>> START Records shown
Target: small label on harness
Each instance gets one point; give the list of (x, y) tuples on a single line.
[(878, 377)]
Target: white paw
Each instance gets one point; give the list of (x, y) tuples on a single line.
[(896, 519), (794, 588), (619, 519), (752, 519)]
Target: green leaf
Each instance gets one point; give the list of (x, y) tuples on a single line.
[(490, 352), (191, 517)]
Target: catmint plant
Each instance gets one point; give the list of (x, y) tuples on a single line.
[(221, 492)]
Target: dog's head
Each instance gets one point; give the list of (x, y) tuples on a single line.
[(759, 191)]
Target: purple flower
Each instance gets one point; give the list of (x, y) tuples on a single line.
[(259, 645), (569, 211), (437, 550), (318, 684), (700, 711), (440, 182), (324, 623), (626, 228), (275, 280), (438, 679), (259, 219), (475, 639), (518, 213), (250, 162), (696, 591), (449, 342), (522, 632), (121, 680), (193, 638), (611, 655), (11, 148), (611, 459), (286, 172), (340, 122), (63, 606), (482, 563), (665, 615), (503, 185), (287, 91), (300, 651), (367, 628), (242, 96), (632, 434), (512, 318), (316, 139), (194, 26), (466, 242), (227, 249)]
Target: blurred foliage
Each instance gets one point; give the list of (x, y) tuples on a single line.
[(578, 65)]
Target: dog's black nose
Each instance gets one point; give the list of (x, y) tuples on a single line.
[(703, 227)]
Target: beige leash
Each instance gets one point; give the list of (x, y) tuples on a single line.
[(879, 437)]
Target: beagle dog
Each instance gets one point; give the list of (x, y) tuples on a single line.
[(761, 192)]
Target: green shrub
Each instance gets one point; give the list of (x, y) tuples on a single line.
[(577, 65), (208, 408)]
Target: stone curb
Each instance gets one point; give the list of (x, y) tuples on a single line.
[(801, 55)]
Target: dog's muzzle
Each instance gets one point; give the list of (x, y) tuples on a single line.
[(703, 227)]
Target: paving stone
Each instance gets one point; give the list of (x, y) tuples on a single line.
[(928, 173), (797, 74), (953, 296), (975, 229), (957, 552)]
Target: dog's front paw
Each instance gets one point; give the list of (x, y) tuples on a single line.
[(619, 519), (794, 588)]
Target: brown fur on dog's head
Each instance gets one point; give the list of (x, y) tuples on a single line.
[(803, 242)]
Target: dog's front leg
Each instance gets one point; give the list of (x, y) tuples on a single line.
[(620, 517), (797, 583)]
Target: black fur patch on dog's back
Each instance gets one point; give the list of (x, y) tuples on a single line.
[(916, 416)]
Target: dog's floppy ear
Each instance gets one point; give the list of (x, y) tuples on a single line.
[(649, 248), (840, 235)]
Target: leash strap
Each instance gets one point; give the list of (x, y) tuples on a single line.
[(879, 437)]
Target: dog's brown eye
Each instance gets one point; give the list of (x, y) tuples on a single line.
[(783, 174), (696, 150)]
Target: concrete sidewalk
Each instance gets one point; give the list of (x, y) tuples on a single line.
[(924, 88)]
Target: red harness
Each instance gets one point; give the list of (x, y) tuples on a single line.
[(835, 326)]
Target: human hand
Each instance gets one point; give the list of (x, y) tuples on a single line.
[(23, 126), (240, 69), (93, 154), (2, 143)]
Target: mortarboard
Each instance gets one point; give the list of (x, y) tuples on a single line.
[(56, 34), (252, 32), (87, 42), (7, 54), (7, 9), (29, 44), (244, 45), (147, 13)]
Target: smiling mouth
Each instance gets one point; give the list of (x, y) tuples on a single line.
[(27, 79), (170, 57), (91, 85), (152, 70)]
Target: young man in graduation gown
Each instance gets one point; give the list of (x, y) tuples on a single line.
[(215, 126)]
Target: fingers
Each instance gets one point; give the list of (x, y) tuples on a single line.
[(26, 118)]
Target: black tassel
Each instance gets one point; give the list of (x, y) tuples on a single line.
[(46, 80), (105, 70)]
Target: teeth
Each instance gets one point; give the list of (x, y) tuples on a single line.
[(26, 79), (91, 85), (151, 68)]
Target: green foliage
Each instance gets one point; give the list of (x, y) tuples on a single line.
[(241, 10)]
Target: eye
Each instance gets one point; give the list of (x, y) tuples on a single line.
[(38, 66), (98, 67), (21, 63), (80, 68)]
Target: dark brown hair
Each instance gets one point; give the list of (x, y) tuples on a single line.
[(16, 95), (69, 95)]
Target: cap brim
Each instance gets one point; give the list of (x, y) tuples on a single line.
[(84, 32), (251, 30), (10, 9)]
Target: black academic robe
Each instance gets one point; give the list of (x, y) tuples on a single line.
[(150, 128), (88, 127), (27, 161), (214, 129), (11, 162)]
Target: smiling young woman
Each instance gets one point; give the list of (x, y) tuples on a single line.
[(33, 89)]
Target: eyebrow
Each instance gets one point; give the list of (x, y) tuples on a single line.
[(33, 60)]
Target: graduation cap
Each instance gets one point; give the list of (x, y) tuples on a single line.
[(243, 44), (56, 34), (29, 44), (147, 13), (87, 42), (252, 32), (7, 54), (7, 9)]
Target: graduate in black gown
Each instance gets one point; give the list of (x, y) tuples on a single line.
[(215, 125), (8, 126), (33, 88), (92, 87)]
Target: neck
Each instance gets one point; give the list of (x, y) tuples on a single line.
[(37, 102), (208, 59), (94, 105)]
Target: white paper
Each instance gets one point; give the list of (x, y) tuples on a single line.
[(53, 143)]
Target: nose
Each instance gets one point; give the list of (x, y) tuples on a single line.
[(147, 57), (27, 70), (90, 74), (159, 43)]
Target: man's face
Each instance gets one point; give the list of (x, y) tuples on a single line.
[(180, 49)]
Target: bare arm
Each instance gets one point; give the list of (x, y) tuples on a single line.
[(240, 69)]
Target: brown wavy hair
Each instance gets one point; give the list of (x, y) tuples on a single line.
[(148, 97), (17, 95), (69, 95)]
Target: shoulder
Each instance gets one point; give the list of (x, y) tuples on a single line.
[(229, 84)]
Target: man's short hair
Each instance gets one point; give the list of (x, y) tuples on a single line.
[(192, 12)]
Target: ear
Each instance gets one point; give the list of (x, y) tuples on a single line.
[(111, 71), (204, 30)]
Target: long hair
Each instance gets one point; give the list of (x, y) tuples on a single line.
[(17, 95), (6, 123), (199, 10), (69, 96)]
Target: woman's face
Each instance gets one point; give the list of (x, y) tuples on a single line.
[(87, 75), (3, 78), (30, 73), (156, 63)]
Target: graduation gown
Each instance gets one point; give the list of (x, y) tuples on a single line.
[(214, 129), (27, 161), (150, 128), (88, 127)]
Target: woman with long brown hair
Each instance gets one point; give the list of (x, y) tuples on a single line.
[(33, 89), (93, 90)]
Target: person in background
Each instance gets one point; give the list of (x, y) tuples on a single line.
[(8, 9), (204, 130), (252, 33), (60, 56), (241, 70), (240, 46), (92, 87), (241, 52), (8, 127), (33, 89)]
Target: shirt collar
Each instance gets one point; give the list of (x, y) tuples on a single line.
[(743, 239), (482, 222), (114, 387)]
>> END Records shown
Description of the task: Rewrite all of the material above with every occurrence of "Each instance gets one point" changed to "Mark every instance with one point", and leave everything else as it is.

Finished exercise:
Target: small label on harness
Mark every instance with one point; give the list of (x, y) tuples on a single line.
[(878, 377)]
Target: white paw
Mark every instance with one point; give the list of (x, y) tuples on a single line.
[(896, 519), (794, 588), (619, 519), (752, 519)]
Target: green leaf
Mark every instance with one point; give the list of (x, y) tuples on a single line.
[(490, 352), (191, 517)]
Target: catmint plant
Mark every instance with one point; give the list of (x, y) tuples on a single line.
[(221, 492)]
Target: dog's head
Mark every instance with one point; give the list of (x, y) tuples on a single line.
[(759, 191)]
Target: purple flower
Mark every instance with one point; give the list of (x, y) tuples on a single line.
[(259, 645), (569, 211), (437, 550), (318, 684), (700, 711), (440, 182), (324, 623), (626, 228), (275, 280), (438, 679), (259, 219), (475, 639), (518, 213), (250, 162), (696, 591), (449, 342), (522, 632), (121, 680), (193, 638), (611, 655), (11, 148), (611, 459), (286, 172), (340, 122), (63, 606), (482, 563), (665, 615), (503, 185), (287, 91), (300, 651), (367, 628), (242, 96), (632, 434), (512, 318), (316, 139), (194, 26), (466, 242), (227, 249)]
Target: blurred foliage
Mark every instance with one point; give the list of (x, y) tuples on a single line.
[(578, 65)]
Target: dog's black nose
Mark every instance with one point; give the list of (x, y) tuples on a single line.
[(703, 227)]
Target: beige leash
Mark every instance with one point; give the list of (x, y) tuples on a single line.
[(879, 437)]
Target: beagle dog
Mark every instance with one point; give the list of (x, y) tuples on a single line.
[(761, 192)]
Target: green shrub
Mark every instance with one point; give the list of (x, y) tuples on a single line.
[(577, 65), (208, 408)]
Target: stone curb
Mark every instance with one point; give the list of (x, y) tuples on a single line.
[(801, 55)]
Target: dog's muzzle
Mark every instance with one point; give the list of (x, y) tuples on a single line.
[(703, 227)]
Target: paving stone
Mark every instance with one point; give the list of (x, y) tuples on a single line.
[(928, 173), (797, 74), (953, 296), (975, 229), (957, 552)]
Target: dog's front paw
Mark every instance with one point; give the list of (x, y) tuples on a single line.
[(619, 519), (794, 588)]
Target: brown fur on dog's head
Mark every instance with one point; give the list of (x, y) tuples on a single line.
[(803, 242)]
Target: dog's front leg
Mark every instance with one point; give the list of (x, y) tuples on a single line.
[(620, 517), (797, 583)]
Target: black fur patch on dog's back
Mark every instance with one point; give the list of (x, y) tuples on a single line.
[(916, 416)]
Target: dog's floppy ear
Mark every instance with one point; give the list of (x, y) tuples on a single line.
[(649, 248), (840, 235)]
Target: leash strap
Mark every instance with one point; give the list of (x, y) tuples on a single line.
[(879, 437)]
Target: dog's brown eye
Mark every instance with one point; give the list of (x, y) tuples on a single line.
[(783, 174), (696, 150)]
Target: concrete sidewalk
Mark every instance with one point; give the list of (x, y) tuples on a single line.
[(924, 88)]
Target: red harness
Mark every instance with one point; give the list of (x, y) tuples on a single line.
[(835, 326)]
Target: human hand
Mark every instance with one point; give the list of (x, y) tuples on a single line.
[(23, 126), (240, 69), (93, 154), (2, 143)]
Target: mortarboard
Mark every instance with one point; give the list of (x, y) tuples on a single line.
[(56, 34), (252, 32), (87, 42), (7, 54), (7, 9), (29, 44), (244, 45), (147, 13)]
Target: smiling mouth
Mark every instance with one point; give the list of (x, y) tuples on a single line.
[(27, 79), (170, 57), (91, 85), (152, 70)]
Target: young man in graduation gown
Mark every instance with one point; give the list of (x, y) tuples on a single line.
[(215, 126)]
Target: fingers
Mark every instance with one point; give the list of (x, y) tuples on a single line.
[(26, 118)]
Target: black tassel
Mark every instance with one point; give the list of (x, y) tuples on a single line.
[(46, 80), (105, 70)]
Target: teeth
Mark every instance with one point; give the list of (x, y) tuples on a single line.
[(26, 79), (91, 85), (151, 68)]
Target: green foliage
Mark every instance with one point; give the list of (x, y) tuples on a single line.
[(241, 10)]
Target: eye
Mark every instance with one point; give the list of (x, y) tuples on a single line.
[(38, 66), (98, 67), (21, 63), (80, 68)]
Target: dark brown hair
Mark every instance with one point; give the list of (x, y) tuples on a single line.
[(16, 95), (69, 95)]
Target: cap brim
Mark every instance with one point; give the list of (x, y) tuples on a single line.
[(84, 32), (251, 30), (10, 9)]
Target: black academic robe
Mark every instance with one point; give the list of (x, y) tuples on a single line.
[(150, 128), (88, 127), (27, 161), (214, 129), (11, 162)]
Target: smiling young woman
Mark every instance with one point; give the list of (x, y) tuples on a single line.
[(33, 89)]
Target: eyebrow
Mark every instance with one point; give the list of (x, y) tuples on a single line.
[(33, 60)]
Target: graduation cap
Mark every instance with one point; give the list of (x, y) tuples on a single line.
[(243, 44), (56, 34), (29, 44), (147, 13), (87, 42), (252, 32), (7, 54), (7, 9)]
Target: graduate in black gown
Mark every instance with one point; give the list of (x, y) tuples on a single line.
[(215, 125), (8, 126), (33, 88), (92, 87)]
Target: neck
Mark every instance with one point; give the list of (x, y) tuples on a single line.
[(37, 102), (208, 59), (94, 105)]
Target: white paper
Mark every instance with one point; give the list of (x, y) tuples on a single line.
[(53, 143)]
Target: nose
Mark every instance with one point; give the list of (x, y) tuples on a single line.
[(147, 57), (27, 70), (90, 74), (159, 43)]
Target: man's face
Mark every instance with one point; give the list of (x, y) tuples on a single line.
[(180, 49)]
Target: bare arm
Mark every instance with one point; give the list of (x, y) tuples on a single line.
[(240, 69)]
Target: brown wavy hair
Mark every instance with one point; give the list of (x, y) tuples on a single line.
[(148, 97), (17, 95), (69, 95)]
Target: shoulder
Mark every instance with one point; give the list of (x, y) tuples on a single line.
[(229, 84)]
Target: man's short hair
Mark every instance with one point; give the list of (x, y) tuples on a single line.
[(192, 12)]
Target: ear
Mark every instance with one point; give the list of (x, y) tuples on a single line.
[(111, 71), (204, 30)]
Target: long hair
Mark every instance with one point; give the list of (x, y) tuples on a single line.
[(17, 95), (6, 123), (199, 10), (69, 96)]
Target: woman's face
Mark every instance with one point; give the list of (x, y) tuples on a single line.
[(87, 75), (3, 78), (30, 73), (156, 63)]
Target: graduation gown
Mark every instance with one point; give the list of (x, y) tuples on a single line.
[(214, 129), (27, 161), (150, 128), (88, 127)]
Target: woman with long brown hair
Mark every instance with one point; give the list of (x, y) tuples on a single line.
[(33, 89), (93, 90)]
Target: person in background
Mark every instance with one point; give the list of (x, y) tuples on a single line.
[(8, 9), (204, 130), (252, 33), (60, 56), (241, 70), (240, 46), (92, 87), (241, 52), (8, 127), (33, 89)]
Target: shirt collar
Mark every instance with one point; give the list of (x, y) tuples on a single line.
[(743, 239), (482, 222), (114, 387)]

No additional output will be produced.